**Provided text**
Reading the card in your own life

The World as a daily card is rare. When it appears, do not rush past it. The card is asking you to acknowledge something that has, in fact, been completed in your life — even if you have been refusing to claim it.

A useful follow-up question: what in my life right now is actually finished, that I have been refusing to declare finished? The answer is usually specific and slightly uncomfortable. Declaring the thing finished is sometimes the work the card is asking for.

To work with a verified reader on a World-heavy reading — completions, arcs that are ending, integrations — most of our practitioners are well-placed for the slower contemplative spreads where the card does its best work.

Frequently asked questions

What does The World tarot card mean?

The World means a real chapter completed — a long arc finished, integration of a hard-won lesson, the end of a difficult period that has fully ended. It is the final card of the Major Arcana developmental sequence and is the deck's clearest single reading of completion. The card also carries the grief of completion alongside the joy.

Is The World the best tarot card?

It is one of the strongest cards in the deck, alongside the Sun and the Star. Whether it is "best" depends on the question; the World is best for completion-themed readings, the Sun for joy-themed readings, the Star for restoration-themed readings. The three together are the deck's strongest affirmative triad.

What does The World reversed mean?

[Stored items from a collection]
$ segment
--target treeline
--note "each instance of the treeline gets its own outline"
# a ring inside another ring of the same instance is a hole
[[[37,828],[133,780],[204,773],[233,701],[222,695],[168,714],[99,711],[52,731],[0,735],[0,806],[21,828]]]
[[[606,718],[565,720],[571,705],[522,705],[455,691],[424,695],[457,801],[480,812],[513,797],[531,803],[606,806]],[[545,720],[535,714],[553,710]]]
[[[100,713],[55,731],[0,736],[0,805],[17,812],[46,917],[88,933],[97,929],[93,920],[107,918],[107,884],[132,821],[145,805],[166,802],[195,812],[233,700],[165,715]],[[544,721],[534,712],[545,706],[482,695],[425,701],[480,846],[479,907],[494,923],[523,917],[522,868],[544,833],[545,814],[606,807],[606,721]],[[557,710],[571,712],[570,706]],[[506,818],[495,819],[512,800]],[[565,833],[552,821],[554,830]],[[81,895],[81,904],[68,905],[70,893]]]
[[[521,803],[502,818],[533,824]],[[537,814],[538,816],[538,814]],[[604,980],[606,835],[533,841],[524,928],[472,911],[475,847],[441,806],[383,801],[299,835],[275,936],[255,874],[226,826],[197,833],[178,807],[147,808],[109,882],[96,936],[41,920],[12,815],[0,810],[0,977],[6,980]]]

**Set tasks**
a - Extract each line of the records that contains the string "instance", matching case exactly.
b - Pick up the text on The World tarot card where it stops, and write the next part.

**Exercise responses**
a -
--note "each instance of the treeline gets its own outline"
# a ring inside another ring of the same instance is a hole

b -
Reversed, the World usually means almost-but-not-yet (the chapter nearly closed but the last piece avoided), premature claiming of completion (declaring done before actually done), or the cycle blocked (the configuration of life not yet making room for the completion to land). Read the surrounding cards to choose.

Is The World card numbered 21 or 22?

The World is numbered 21 in the Major Arcana, which makes it the final numbered card. The Fool, numbered 0, sits either before The Magician (as the start of the sequence) or after The World (as the openness that follows completion and begins the next cycle). Both placements are correct; The World marks the closing of one cycle, The Fool the opening of the next.

What card comes after The World?

The Fool comes after The World — looping the sequence. The completion of one chapter (The World) makes possible the unhedged leap into the next (The Fool). The two cards form the closed-loop of the Major Arcana's developmental journey; pulling both in the same spread, especially a year-ahead spread, often points at a year that closes one arc and begins another.